_Excerpt from a data file_.
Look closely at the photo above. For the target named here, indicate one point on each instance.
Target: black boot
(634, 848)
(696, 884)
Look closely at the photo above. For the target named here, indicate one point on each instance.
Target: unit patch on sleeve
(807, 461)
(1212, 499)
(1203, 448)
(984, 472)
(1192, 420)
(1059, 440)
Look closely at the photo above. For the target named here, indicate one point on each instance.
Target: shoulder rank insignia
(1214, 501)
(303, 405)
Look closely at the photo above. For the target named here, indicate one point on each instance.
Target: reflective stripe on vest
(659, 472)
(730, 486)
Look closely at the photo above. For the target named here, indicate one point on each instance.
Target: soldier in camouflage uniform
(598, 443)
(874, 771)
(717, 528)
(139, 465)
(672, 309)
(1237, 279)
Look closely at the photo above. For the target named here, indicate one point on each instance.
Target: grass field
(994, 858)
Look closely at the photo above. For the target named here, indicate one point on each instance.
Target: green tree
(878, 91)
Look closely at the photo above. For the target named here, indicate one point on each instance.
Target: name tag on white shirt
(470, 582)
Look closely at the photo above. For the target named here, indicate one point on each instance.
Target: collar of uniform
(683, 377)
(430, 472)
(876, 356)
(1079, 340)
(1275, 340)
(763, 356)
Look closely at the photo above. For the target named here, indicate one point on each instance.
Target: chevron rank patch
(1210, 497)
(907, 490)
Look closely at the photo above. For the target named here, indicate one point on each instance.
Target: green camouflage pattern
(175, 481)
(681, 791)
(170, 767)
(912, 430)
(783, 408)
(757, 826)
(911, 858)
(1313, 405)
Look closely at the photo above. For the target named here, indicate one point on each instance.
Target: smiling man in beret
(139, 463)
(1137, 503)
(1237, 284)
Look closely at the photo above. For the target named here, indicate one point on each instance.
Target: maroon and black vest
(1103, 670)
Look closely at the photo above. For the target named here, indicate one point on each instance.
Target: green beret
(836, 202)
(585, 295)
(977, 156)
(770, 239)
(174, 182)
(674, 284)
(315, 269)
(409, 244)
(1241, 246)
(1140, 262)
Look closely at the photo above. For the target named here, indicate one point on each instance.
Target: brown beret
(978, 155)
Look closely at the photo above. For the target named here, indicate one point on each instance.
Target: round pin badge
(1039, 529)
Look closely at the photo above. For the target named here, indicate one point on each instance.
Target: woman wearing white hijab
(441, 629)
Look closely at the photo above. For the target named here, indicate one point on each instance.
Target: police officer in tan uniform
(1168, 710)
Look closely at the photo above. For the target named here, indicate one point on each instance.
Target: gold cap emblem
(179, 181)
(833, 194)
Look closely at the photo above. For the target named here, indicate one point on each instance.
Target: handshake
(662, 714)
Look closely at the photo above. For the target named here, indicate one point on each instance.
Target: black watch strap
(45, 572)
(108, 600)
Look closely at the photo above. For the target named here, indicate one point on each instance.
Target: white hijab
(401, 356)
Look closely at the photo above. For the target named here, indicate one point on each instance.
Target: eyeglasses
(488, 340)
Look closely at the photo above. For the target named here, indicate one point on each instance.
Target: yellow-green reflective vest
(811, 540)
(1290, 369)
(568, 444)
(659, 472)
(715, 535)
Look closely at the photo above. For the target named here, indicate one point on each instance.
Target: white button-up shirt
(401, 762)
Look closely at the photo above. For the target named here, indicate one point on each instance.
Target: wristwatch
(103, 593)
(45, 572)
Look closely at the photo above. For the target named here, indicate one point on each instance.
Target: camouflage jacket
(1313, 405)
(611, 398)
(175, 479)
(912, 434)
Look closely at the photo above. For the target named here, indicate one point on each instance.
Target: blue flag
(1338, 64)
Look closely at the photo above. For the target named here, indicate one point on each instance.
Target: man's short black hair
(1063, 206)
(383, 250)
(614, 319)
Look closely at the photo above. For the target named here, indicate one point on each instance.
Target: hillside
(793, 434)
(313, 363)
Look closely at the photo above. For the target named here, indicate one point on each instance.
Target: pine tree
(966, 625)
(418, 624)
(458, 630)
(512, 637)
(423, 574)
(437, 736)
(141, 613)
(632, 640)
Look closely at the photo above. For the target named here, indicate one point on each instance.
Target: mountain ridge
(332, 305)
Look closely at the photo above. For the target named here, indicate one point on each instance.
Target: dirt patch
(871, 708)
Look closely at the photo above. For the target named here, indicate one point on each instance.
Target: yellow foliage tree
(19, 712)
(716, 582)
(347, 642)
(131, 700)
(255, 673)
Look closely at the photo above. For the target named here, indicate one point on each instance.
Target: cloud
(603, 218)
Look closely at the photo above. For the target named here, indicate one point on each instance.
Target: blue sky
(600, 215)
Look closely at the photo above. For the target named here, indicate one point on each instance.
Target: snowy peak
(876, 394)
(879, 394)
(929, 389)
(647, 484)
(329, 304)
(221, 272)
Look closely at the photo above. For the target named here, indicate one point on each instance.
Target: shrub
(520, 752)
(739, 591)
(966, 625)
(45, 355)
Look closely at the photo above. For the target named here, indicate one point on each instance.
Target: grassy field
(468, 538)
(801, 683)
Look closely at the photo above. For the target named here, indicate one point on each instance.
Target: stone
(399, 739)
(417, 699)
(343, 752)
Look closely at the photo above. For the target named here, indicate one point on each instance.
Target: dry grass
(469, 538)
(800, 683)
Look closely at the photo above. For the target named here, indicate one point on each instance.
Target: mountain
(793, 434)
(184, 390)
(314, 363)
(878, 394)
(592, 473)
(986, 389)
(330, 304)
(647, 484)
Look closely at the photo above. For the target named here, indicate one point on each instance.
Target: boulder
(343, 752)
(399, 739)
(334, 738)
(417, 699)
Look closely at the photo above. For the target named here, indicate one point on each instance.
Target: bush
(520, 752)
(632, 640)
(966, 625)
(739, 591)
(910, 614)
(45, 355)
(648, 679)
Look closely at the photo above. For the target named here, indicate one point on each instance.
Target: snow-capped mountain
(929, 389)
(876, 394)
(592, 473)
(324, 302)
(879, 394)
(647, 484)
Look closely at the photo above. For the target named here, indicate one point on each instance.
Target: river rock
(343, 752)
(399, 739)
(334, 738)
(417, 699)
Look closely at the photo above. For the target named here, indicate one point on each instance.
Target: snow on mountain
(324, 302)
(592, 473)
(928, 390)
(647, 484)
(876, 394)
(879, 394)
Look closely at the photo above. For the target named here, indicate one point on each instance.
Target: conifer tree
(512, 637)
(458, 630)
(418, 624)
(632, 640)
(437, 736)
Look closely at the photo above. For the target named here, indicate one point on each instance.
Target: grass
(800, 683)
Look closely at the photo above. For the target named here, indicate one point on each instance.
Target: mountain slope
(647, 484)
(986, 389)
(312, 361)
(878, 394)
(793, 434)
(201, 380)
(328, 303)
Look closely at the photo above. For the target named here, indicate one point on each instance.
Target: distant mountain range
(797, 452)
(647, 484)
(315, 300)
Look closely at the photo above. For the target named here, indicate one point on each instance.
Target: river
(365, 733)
...
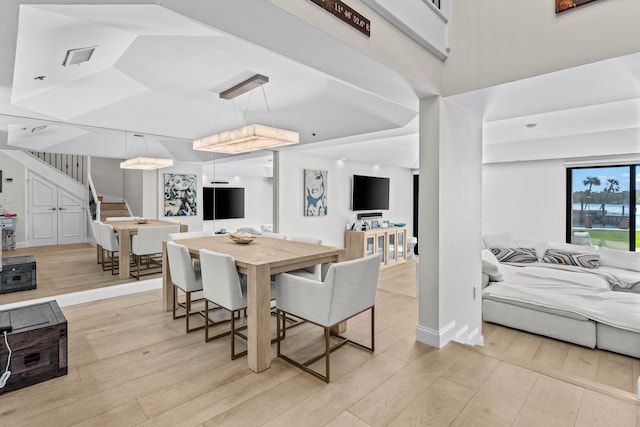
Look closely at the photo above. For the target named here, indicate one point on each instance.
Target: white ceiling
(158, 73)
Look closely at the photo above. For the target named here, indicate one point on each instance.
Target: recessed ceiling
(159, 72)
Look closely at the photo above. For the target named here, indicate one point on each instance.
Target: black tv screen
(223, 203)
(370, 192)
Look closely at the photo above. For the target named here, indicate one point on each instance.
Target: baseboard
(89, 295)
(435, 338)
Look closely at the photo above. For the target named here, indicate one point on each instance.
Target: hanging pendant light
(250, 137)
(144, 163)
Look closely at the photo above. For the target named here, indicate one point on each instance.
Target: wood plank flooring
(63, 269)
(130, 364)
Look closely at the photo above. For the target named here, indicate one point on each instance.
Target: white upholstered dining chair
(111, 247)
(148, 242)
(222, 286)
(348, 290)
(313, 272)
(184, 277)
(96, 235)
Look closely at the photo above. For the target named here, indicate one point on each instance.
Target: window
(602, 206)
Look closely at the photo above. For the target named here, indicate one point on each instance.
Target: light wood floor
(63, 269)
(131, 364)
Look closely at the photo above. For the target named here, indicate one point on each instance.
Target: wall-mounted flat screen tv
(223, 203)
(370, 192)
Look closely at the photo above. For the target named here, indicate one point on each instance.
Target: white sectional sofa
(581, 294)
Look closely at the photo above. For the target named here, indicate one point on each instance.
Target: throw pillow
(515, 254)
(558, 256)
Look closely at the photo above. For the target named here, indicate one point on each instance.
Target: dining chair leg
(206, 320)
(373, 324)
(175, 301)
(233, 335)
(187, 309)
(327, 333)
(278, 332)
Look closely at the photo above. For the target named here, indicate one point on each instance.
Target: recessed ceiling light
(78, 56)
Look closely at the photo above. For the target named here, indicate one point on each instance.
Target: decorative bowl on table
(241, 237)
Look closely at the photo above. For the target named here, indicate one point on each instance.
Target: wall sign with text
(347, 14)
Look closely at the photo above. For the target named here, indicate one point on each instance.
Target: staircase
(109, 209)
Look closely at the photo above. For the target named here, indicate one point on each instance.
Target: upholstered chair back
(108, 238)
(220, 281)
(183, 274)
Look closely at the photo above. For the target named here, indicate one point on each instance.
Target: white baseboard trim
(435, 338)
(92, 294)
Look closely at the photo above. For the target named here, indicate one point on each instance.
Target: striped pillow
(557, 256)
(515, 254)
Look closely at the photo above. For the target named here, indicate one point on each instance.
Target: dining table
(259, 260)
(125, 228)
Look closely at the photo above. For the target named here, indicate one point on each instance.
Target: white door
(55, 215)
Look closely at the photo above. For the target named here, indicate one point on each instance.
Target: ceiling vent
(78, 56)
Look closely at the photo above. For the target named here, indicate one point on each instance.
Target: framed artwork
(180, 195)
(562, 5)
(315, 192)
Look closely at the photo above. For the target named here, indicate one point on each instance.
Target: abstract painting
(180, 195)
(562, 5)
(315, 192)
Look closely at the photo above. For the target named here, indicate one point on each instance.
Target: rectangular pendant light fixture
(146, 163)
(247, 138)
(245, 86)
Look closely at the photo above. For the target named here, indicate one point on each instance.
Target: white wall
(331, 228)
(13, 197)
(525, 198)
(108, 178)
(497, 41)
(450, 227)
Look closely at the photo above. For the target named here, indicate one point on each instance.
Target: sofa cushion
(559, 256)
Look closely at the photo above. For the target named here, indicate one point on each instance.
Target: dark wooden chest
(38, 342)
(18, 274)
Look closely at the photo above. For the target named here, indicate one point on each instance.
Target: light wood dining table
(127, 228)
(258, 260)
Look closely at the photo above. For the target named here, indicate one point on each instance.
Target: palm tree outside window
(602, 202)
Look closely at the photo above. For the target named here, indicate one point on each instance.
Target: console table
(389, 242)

_Request_. Find every line above that contains the string "recessed", treating uppercase and lowercase as different, and copy each of those lines.

_Worked solution_.
Target: recessed ceiling
Target: recessed ceiling light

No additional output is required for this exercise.